For the word "slope", find each line in the entries where it occurs and copy that line.

[[ Material for the task open ]]

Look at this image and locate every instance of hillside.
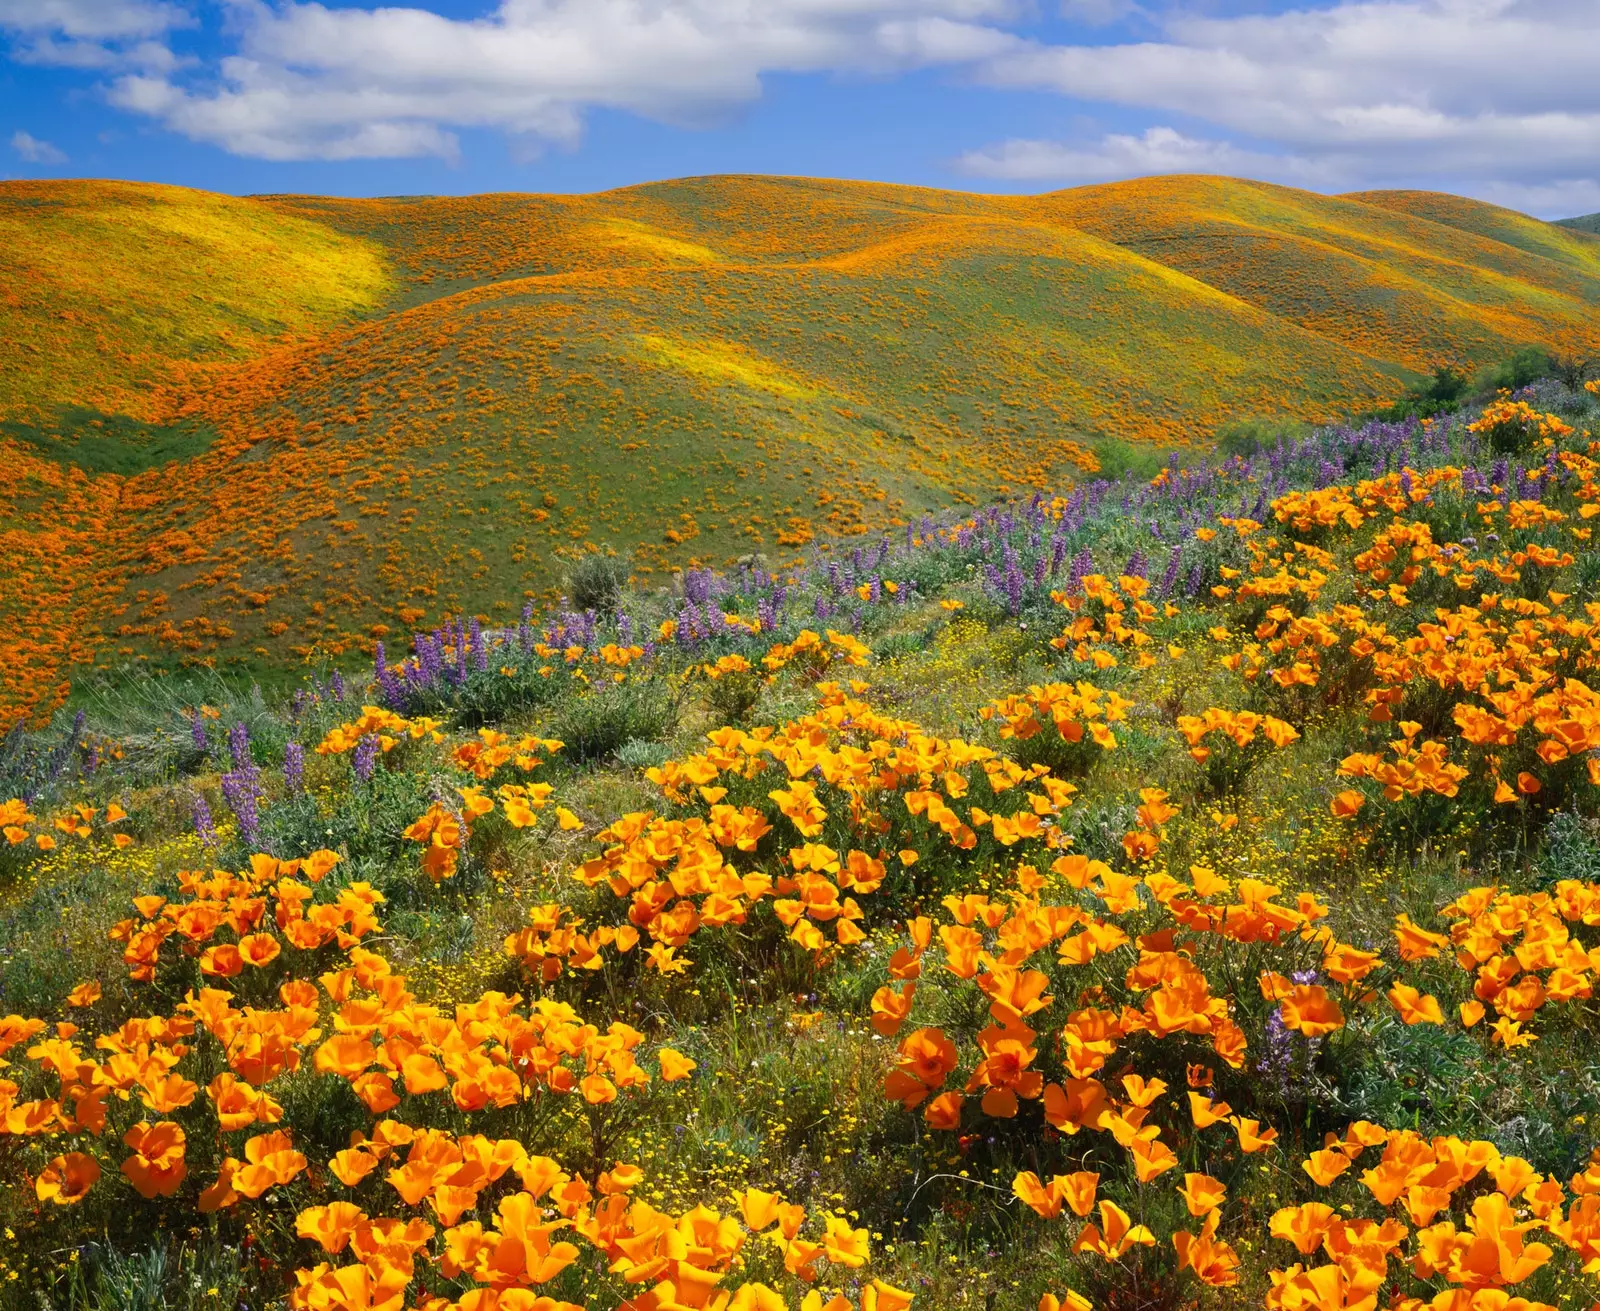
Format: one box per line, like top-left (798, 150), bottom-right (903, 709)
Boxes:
top-left (5, 376), bottom-right (1600, 1310)
top-left (3, 173), bottom-right (1600, 726)
top-left (1559, 212), bottom-right (1600, 235)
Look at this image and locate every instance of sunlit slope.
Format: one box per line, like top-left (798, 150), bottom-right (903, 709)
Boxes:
top-left (6, 172), bottom-right (1600, 723)
top-left (121, 202), bottom-right (1407, 675)
top-left (1025, 176), bottom-right (1600, 371)
top-left (1349, 189), bottom-right (1600, 280)
top-left (0, 180), bottom-right (392, 422)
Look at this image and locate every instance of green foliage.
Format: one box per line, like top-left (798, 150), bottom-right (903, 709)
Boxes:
top-left (1214, 417), bottom-right (1312, 459)
top-left (565, 550), bottom-right (632, 614)
top-left (1088, 437), bottom-right (1166, 483)
top-left (0, 407), bottom-right (220, 475)
top-left (1366, 364), bottom-right (1473, 423)
top-left (1474, 345), bottom-right (1557, 393)
top-left (551, 676), bottom-right (675, 762)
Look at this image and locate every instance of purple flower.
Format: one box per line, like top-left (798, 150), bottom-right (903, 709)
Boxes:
top-left (192, 794), bottom-right (217, 848)
top-left (1158, 545), bottom-right (1183, 598)
top-left (1065, 548), bottom-right (1093, 595)
top-left (352, 734), bottom-right (378, 784)
top-left (284, 742), bottom-right (304, 795)
top-left (228, 721), bottom-right (251, 772)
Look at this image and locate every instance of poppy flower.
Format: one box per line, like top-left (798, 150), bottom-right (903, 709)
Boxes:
top-left (1177, 1172), bottom-right (1226, 1216)
top-left (36, 1152), bottom-right (99, 1205)
top-left (1329, 789), bottom-right (1365, 818)
top-left (1387, 982), bottom-right (1444, 1025)
top-left (657, 1048), bottom-right (696, 1080)
top-left (120, 1120), bottom-right (186, 1198)
top-left (922, 1091), bottom-right (964, 1130)
top-left (1280, 985), bottom-right (1345, 1037)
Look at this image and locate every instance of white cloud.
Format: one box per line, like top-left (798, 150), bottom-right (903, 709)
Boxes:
top-left (0, 0), bottom-right (188, 68)
top-left (973, 0), bottom-right (1600, 215)
top-left (957, 125), bottom-right (1324, 185)
top-left (5, 0), bottom-right (1599, 216)
top-left (107, 0), bottom-right (1024, 161)
top-left (11, 129), bottom-right (68, 163)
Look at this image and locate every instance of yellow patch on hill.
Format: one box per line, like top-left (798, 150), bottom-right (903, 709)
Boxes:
top-left (591, 219), bottom-right (724, 266)
top-left (638, 333), bottom-right (821, 401)
top-left (0, 180), bottom-right (391, 422)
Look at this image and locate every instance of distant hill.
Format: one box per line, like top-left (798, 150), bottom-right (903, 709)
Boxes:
top-left (1558, 213), bottom-right (1600, 235)
top-left (3, 172), bottom-right (1600, 724)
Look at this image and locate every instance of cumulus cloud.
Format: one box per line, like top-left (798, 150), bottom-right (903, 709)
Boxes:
top-left (0, 0), bottom-right (187, 68)
top-left (957, 125), bottom-right (1325, 186)
top-left (11, 129), bottom-right (68, 163)
top-left (107, 0), bottom-right (1025, 161)
top-left (4, 0), bottom-right (1599, 214)
top-left (972, 0), bottom-right (1600, 214)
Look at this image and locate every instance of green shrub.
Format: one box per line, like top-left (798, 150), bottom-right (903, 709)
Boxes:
top-left (551, 677), bottom-right (674, 762)
top-left (564, 550), bottom-right (631, 614)
top-left (1474, 345), bottom-right (1554, 393)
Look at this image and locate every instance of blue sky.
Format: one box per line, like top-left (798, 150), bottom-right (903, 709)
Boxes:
top-left (2, 1), bottom-right (1597, 217)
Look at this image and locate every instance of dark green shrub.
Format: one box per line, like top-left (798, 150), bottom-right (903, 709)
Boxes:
top-left (564, 550), bottom-right (631, 614)
top-left (551, 677), bottom-right (674, 761)
top-left (1475, 346), bottom-right (1554, 393)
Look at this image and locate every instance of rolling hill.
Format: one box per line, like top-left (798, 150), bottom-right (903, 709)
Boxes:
top-left (2, 172), bottom-right (1599, 726)
top-left (1559, 212), bottom-right (1600, 235)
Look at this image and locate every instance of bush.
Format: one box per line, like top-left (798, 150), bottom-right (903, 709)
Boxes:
top-left (1088, 437), bottom-right (1166, 482)
top-left (551, 677), bottom-right (674, 762)
top-left (1475, 345), bottom-right (1554, 393)
top-left (1214, 417), bottom-right (1310, 459)
top-left (564, 550), bottom-right (631, 614)
top-left (1368, 364), bottom-right (1471, 423)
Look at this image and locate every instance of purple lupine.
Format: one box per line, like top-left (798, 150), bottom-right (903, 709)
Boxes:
top-left (1123, 549), bottom-right (1148, 580)
top-left (220, 768), bottom-right (261, 848)
top-left (284, 742), bottom-right (304, 795)
top-left (191, 713), bottom-right (208, 754)
top-left (1186, 563), bottom-right (1206, 597)
top-left (228, 721), bottom-right (251, 772)
top-left (1065, 548), bottom-right (1093, 595)
top-left (192, 795), bottom-right (218, 847)
top-left (352, 734), bottom-right (379, 784)
top-left (329, 671), bottom-right (346, 701)
top-left (1158, 545), bottom-right (1183, 598)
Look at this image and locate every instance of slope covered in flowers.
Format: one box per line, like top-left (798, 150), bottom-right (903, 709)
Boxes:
top-left (4, 175), bottom-right (1600, 732)
top-left (6, 377), bottom-right (1600, 1311)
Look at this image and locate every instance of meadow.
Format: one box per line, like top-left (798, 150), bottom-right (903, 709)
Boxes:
top-left (3, 176), bottom-right (1600, 731)
top-left (4, 365), bottom-right (1600, 1311)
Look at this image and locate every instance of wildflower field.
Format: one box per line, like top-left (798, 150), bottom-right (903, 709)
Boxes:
top-left (6, 363), bottom-right (1600, 1311)
top-left (4, 175), bottom-right (1600, 729)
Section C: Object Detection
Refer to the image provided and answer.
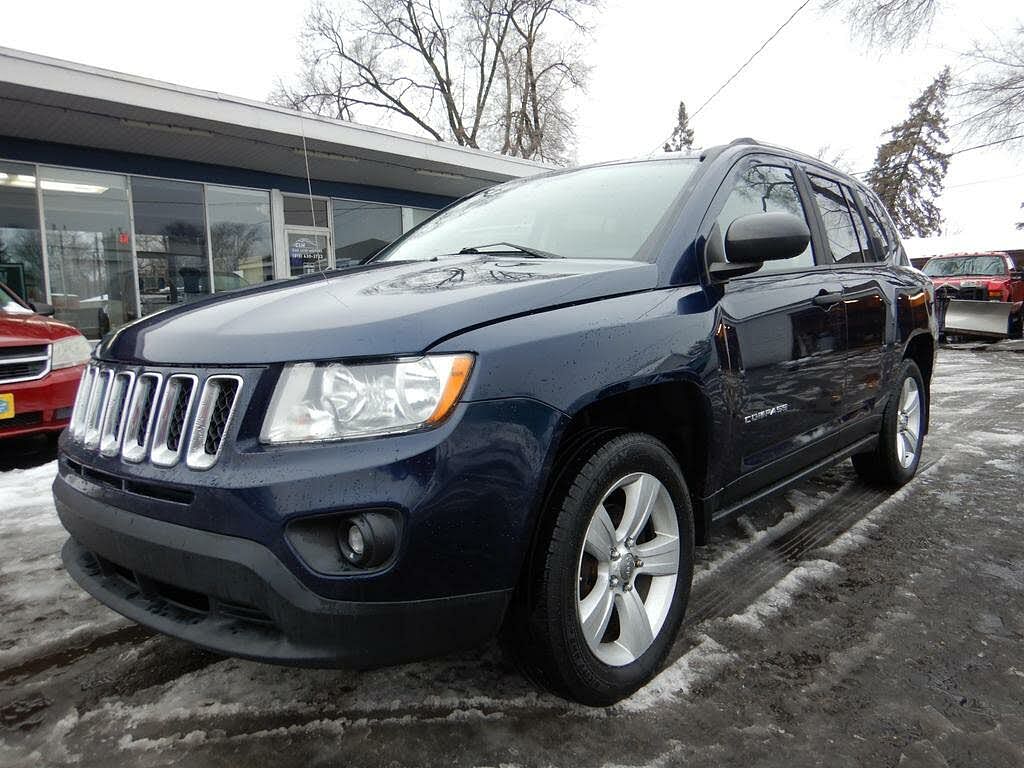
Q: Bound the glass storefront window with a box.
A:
[284,195,329,228]
[288,232,330,276]
[0,161,45,303]
[131,177,210,317]
[207,186,273,290]
[332,199,402,266]
[408,207,437,229]
[40,167,137,338]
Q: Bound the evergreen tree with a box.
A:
[663,101,695,152]
[866,68,951,237]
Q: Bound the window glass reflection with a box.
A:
[207,186,272,290]
[288,232,330,276]
[409,207,437,229]
[0,161,45,303]
[332,199,402,266]
[716,165,815,272]
[40,167,137,338]
[808,175,871,265]
[131,177,210,316]
[284,195,328,228]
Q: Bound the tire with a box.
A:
[852,359,926,488]
[1010,308,1024,340]
[504,432,695,706]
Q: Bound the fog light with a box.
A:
[336,512,397,569]
[347,525,366,557]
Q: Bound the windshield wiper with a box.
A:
[457,242,564,259]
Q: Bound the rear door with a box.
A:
[802,172,888,434]
[710,158,847,494]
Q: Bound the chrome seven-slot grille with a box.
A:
[68,364,243,470]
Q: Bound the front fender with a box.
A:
[430,287,719,414]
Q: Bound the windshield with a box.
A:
[923,255,1007,277]
[375,160,698,263]
[0,284,32,315]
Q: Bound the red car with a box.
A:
[1,282,91,440]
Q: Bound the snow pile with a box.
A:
[0,461,127,670]
[728,559,843,630]
[619,635,736,712]
[693,484,848,587]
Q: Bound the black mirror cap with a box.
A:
[724,212,811,265]
[29,301,55,317]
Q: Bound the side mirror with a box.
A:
[29,301,55,317]
[708,212,811,281]
[1010,269,1024,281]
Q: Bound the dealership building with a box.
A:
[0,47,545,339]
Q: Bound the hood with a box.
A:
[99,256,658,365]
[0,312,81,348]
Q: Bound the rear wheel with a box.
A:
[852,359,925,487]
[505,433,694,706]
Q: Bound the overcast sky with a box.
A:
[2,0,1022,251]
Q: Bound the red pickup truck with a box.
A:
[922,252,1024,338]
[1,282,91,440]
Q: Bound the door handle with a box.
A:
[813,291,844,307]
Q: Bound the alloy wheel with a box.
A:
[576,472,680,667]
[895,377,922,468]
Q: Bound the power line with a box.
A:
[849,133,1024,177]
[949,134,1024,156]
[691,0,812,122]
[649,0,812,155]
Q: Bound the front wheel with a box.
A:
[505,433,694,706]
[852,359,926,487]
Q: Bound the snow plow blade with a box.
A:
[940,299,1015,339]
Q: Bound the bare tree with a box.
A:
[957,25,1024,144]
[822,0,939,48]
[271,0,596,164]
[813,143,850,172]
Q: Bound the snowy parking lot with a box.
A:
[1,345,1022,767]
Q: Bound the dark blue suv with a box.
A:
[55,139,937,705]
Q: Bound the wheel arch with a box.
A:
[530,379,714,562]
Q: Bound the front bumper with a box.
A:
[57,475,511,667]
[55,395,565,665]
[0,364,83,438]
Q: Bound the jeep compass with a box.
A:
[55,139,937,705]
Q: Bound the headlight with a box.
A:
[260,353,474,444]
[51,335,92,370]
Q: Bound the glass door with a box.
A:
[286,229,332,276]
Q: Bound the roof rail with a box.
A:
[699,136,763,163]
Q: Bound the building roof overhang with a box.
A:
[0,47,549,199]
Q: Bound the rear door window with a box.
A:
[807,175,871,264]
[714,164,815,273]
[863,198,891,256]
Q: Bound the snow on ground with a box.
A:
[692,484,846,587]
[727,559,843,631]
[0,461,128,669]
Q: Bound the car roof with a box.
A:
[564,137,874,198]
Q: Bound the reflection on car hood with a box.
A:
[99,256,657,365]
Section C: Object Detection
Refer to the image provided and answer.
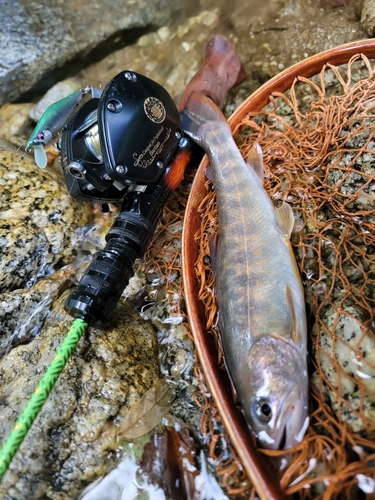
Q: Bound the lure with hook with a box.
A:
[25,86,94,168]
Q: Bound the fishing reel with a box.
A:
[52,71,198,324]
[60,71,183,205]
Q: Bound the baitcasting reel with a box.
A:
[39,70,198,324]
[60,71,183,204]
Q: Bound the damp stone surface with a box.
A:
[0,140,91,293]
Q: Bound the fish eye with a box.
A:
[251,398,273,423]
[260,402,272,417]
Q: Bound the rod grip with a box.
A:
[65,188,167,324]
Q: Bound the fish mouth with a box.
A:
[254,407,309,450]
[257,423,287,450]
[281,404,309,449]
[267,394,308,450]
[277,426,287,450]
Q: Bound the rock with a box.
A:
[0,292,160,499]
[79,10,222,105]
[157,323,202,429]
[0,140,91,292]
[0,265,76,357]
[0,103,34,149]
[360,0,375,36]
[0,0,200,105]
[312,302,375,434]
[231,0,363,108]
[76,0,365,118]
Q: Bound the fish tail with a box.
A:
[181,92,230,146]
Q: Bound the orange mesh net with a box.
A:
[146,53,375,498]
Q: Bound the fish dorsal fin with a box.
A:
[246,142,264,184]
[286,285,301,345]
[275,202,294,239]
[33,145,47,168]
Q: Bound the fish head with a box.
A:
[242,335,308,450]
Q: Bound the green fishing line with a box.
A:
[0,318,88,482]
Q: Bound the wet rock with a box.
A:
[0,291,160,499]
[360,0,375,36]
[157,324,202,428]
[70,203,118,256]
[0,0,200,105]
[0,140,91,292]
[0,265,76,357]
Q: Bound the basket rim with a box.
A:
[181,38,375,500]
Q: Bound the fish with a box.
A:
[181,92,309,450]
[24,86,94,168]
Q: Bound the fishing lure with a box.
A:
[25,86,94,168]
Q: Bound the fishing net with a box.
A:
[146,52,375,499]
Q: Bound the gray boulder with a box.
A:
[0,0,192,104]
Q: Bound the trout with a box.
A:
[181,93,309,449]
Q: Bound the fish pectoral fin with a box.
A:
[275,202,294,239]
[204,164,214,183]
[246,142,264,184]
[286,285,301,344]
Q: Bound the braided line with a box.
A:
[0,318,88,480]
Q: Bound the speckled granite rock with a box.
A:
[0,140,90,292]
[311,302,375,434]
[0,291,160,500]
[0,104,34,149]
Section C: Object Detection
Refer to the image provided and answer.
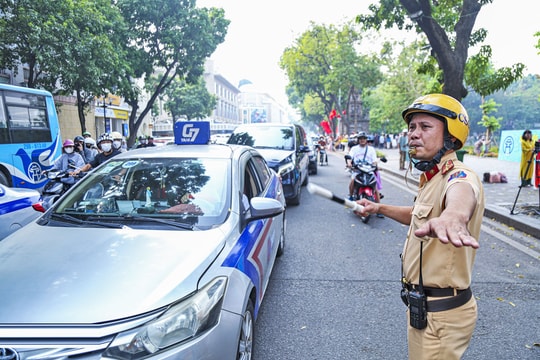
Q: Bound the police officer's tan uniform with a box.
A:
[402,152,485,359]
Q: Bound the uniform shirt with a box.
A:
[402,152,485,290]
[349,144,377,165]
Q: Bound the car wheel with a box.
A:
[287,186,301,206]
[237,300,254,360]
[302,172,309,186]
[276,213,286,257]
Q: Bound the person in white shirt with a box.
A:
[346,132,383,217]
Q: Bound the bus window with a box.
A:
[0,84,62,188]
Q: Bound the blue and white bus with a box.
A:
[0,84,62,189]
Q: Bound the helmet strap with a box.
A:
[412,136,454,172]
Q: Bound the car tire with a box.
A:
[276,213,286,257]
[237,299,254,360]
[302,172,309,186]
[287,185,301,206]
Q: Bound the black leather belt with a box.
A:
[405,284,470,298]
[403,285,473,312]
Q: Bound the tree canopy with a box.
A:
[356,0,524,101]
[280,22,382,134]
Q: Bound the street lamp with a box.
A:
[100,96,112,132]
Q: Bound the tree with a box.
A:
[357,0,523,101]
[280,22,382,134]
[163,77,217,121]
[365,40,438,133]
[478,98,501,144]
[116,0,229,148]
[0,0,129,134]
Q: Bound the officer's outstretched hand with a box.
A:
[415,212,479,249]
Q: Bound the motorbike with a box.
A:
[40,169,84,210]
[349,159,378,224]
[316,144,328,166]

[[ Material for the task closed ]]

▸ Solved exercise
Look at this image and locate every instance of sunlit slope.
Look at this image and locate every instance of slope covered in flowers.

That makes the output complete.